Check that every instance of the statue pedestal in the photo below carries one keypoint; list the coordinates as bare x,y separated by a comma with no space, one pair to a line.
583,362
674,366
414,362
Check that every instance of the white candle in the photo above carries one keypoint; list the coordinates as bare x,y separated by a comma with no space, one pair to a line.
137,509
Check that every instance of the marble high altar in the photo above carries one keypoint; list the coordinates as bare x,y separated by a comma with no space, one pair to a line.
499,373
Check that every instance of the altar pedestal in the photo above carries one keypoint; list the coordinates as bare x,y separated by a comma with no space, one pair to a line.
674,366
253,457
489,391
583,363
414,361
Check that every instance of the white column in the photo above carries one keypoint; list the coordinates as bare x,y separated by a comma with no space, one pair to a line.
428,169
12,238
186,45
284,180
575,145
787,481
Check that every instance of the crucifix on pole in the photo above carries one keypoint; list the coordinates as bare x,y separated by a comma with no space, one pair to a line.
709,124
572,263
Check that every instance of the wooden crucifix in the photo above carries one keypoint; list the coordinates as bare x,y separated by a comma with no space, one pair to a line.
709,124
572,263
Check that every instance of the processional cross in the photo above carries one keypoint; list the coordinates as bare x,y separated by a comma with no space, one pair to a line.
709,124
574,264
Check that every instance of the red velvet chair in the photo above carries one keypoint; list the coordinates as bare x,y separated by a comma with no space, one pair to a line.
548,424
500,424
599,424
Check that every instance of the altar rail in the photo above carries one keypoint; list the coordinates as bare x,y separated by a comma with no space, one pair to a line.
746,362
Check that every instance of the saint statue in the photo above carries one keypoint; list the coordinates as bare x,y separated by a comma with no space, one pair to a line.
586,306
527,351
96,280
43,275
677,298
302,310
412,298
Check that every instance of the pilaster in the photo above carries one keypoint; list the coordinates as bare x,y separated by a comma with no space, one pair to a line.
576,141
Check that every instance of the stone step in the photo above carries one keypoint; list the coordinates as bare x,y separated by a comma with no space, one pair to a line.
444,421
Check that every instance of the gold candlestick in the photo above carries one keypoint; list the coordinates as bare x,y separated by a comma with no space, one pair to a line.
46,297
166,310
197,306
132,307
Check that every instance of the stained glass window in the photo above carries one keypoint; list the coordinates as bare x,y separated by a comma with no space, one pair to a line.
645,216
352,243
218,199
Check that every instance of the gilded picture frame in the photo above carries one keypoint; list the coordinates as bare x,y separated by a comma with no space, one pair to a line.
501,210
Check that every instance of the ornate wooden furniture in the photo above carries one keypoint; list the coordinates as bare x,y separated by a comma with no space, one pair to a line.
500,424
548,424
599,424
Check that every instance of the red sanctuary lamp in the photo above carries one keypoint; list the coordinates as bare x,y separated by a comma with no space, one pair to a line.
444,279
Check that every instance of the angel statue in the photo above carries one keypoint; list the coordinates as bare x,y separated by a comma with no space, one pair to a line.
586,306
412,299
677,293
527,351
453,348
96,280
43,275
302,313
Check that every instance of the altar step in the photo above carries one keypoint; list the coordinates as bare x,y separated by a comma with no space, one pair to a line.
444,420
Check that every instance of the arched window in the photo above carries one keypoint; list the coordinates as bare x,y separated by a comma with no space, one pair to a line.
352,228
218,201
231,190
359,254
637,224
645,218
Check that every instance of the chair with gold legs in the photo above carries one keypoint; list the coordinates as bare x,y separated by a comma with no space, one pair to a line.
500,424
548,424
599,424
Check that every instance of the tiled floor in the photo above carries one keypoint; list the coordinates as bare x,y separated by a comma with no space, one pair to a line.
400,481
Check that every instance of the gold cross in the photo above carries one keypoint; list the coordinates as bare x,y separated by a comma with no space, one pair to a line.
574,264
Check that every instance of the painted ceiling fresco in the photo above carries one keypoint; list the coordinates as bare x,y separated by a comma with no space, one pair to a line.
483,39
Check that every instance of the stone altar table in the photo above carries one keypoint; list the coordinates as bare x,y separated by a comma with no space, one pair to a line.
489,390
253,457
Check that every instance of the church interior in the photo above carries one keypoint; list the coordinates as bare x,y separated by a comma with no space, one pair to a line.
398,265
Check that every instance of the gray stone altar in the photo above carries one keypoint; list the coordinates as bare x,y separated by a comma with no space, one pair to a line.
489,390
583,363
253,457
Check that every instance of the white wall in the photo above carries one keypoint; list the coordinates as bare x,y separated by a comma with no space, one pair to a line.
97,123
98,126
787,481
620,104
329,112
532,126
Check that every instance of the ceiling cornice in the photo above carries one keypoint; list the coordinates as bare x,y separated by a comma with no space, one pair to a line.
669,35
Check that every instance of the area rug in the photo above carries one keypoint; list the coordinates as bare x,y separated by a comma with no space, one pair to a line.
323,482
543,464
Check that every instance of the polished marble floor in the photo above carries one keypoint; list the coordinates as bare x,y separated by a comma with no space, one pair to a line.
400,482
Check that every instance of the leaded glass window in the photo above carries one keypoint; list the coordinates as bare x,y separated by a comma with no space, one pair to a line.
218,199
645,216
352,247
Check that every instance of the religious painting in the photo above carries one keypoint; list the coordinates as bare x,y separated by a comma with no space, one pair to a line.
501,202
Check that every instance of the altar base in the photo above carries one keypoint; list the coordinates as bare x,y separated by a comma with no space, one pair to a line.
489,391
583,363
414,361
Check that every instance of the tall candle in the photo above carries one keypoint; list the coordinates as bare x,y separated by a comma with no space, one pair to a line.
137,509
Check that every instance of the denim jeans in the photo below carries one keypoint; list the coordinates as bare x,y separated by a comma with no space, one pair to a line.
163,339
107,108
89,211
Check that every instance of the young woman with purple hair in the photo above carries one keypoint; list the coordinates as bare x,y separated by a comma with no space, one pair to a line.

# Instructions for the task:
A complete, exact copy of the entries is required.

# Answer space:
Check that every instance of the statue pedestal in the photo below carries one keypoint; list the coordinates as bare x,y separated by a comma with no space, one pair to a line.
583,362
674,366
414,362
Check that every instance of the white candle in the photo above carries one keypoint; list the coordinates as bare x,y separated by a comma with no space, one pair to a line.
137,509
Check that every instance of the marble high altar in the photo above carries one keypoint; list the coordinates as bare x,y separated by a comma with no space, one pair to a line.
499,373
Check that every instance of the altar pedestal in the photo above carries one keypoint; list the coordinates as bare x,y separated by a comma with no space, one pair to a line.
674,366
253,457
489,391
583,363
414,361
Check that every instance of the white column in the photo above carries one keypoint; list the coordinates as bare x,y separated by a comma with no space, one pair to a line.
428,169
12,238
186,45
284,180
575,145
787,481
Check that every instance of the crucifix on pole in the photo above carries one keypoint; list the coordinates as bare x,y separated by a comma with no space, one pair to a line.
709,124
572,263
Check that every instance of the wooden crucifix in the photo above carries one keypoint; list the coordinates as bare x,y separated by a comma with no space, one pair to a line.
709,124
572,263
Check that every instance of the processional cross in the photo above carries one keypoint; list the coordinates as bare x,y separated by a comma with no space, one pair to a line.
709,124
574,264
Check that every instance of the red velvet chair in the photo above carries one keypoint; list the coordinates as bare x,y separated by a comma with no space, one pair to a line.
548,424
500,424
599,424
Check that every instance of the altar rail in the photo above carries one keypoint; list the coordinates as bare x,y separated by a comma with no space, one pair to a line.
746,362
Check that every instance of the saint statue in the photo above carries one keypoint; list the coordinates as bare x,y separated by a comma with no space, one pair to a line.
586,306
527,351
96,280
43,275
677,298
302,310
412,298
Check that every instance of the pilaster in the photo above carries one keypoint; list the coordinates as bare x,y separated by a comma with no space, one pair to a line.
576,141
Check that every instance of the stone step in the photo above carries one keypoint; list the coordinates as bare x,y separated by a comma with no space, one pair to a line.
444,421
Check that every instance of the gold candlestick in the photo above carries one keypoint; list the coordinates as bare x,y separated by a comma with no space, one pair to a line.
46,297
166,310
197,306
132,307
Check that every instance of the stained glass window in the photo above carries one keypoint; list the coordinates as bare x,y separated by a comma with no space, one pair to a line.
645,216
352,243
218,199
Check that every instance of the gilded picture frame in the photo above carries one keypoint; list the coordinates as bare x,y separated by a comma with no space, one pair to a line.
501,210
Check that every instance of the ornate wooden furniture in the photo above carries one keypoint; list the coordinates as bare x,y separated by a comma with no space, one pair to a line.
500,424
548,424
599,424
Check that every instance of the red sanctuary lamp in the photo above carries one keypoint; list the coordinates as bare x,y separated by a comma with no space, one pair to a line.
444,279
Check that every instance of the angel statue in the photo above carries one keypoint; list the coordinates as bare x,y separated by a comma with no space, one pair to a line.
586,306
412,299
677,293
527,351
453,348
96,280
43,275
302,313
Check that every instance of the altar step in the photo above carries one keypoint; list the coordinates as bare x,y separated by a comma with no space, one pair to a line.
444,420
Check that every instance of the arched window in the photo above carries one keypoint; list the coordinates as bare x,y separated by a comma with no space, one pair to a line.
352,228
218,201
231,190
359,254
637,224
645,218
Check that every instance of the chair with gold legs in the photo above carries one keypoint; list the coordinates as bare x,y separated by a comma with no space, one pair to a line.
500,424
548,424
599,424
Check that every instance of the tiled floor in the photo above carries one keypoint; list the coordinates as bare x,y separated by a comma with no space, one pair to a line.
400,481
Check that every instance of the gold cross in the photo above carries one keypoint; list the coordinates as bare x,y separated by a comma with no space, one pair to a line.
574,264
Check that every instance of the painted ceiling fresco in the photo above carries one keypoint; list the coordinates as bare x,y separated by a comma with no space, one pair to a line.
483,39
Check that every instance of the stone altar table in the photo above carries one keypoint; list the coordinates as bare x,y separated by a comma with no space, one pair to a line.
489,390
253,457
Check that every instance of the church interior in the photo above carries one keypoint; list the coordinates as bare x,y separated by a comma with no space, one pair to a line.
398,265
Check that every instance of the gray stone altar in the photo above carries one keypoint; list the coordinates as bare x,y separated by a comma with no space, one pair to a line.
489,390
583,363
253,457
Check that every instance of the white wall in the photo above carries one keypoint; list the coordinates as bare x,y separated by a comma with no space, one pair to a line.
97,123
98,126
787,481
620,104
329,112
532,126
Check that every instance of the ceiling cornice in the photo above carries one keypoint; list the coordinates as bare x,y separated by a comma with no space, one pair to a line.
669,35
Check that every instance of the area rug in the photo above carries one keypoint; list the coordinates as bare x,y separated by a comma with no space, one pair to a line.
323,482
543,464
Check that every instance of the polished marble floor in the photo above carries one keypoint; list the coordinates as bare x,y separated by a comma with no space, one pair to a line.
400,482
Check that every instance of the leaded glass window in the photo above carries one keypoint; list the coordinates as bare x,y separated by a comma with no space, one pair to a line.
218,199
645,216
352,247
Check that every instance of the religious painting in the photo above carries one keypoint; list the coordinates as bare x,y separated by a comma with no space, one pair to a line.
501,202
Check that every instance of the altar base in the photo above carries one keypoint; list the coordinates as bare x,y separated by a comma with no space, one pair to a line.
489,391
583,363
414,361
Check that every instance of the tall candle in the photo above carries one keypoint; list the coordinates as bare x,y separated by a comma with no space, one pair to a line.
137,509
Check that every instance of the denim jeans in the photo below carries one keypoint; list the coordinates as bare x,y separated by a comma with no space, one pair to a line.
163,339
107,108
89,211
Check that every instance of the young woman with purple hair in the photo above carries one keypoint; list the coordinates as bare x,y separated by a comma with no space, one pair to a line.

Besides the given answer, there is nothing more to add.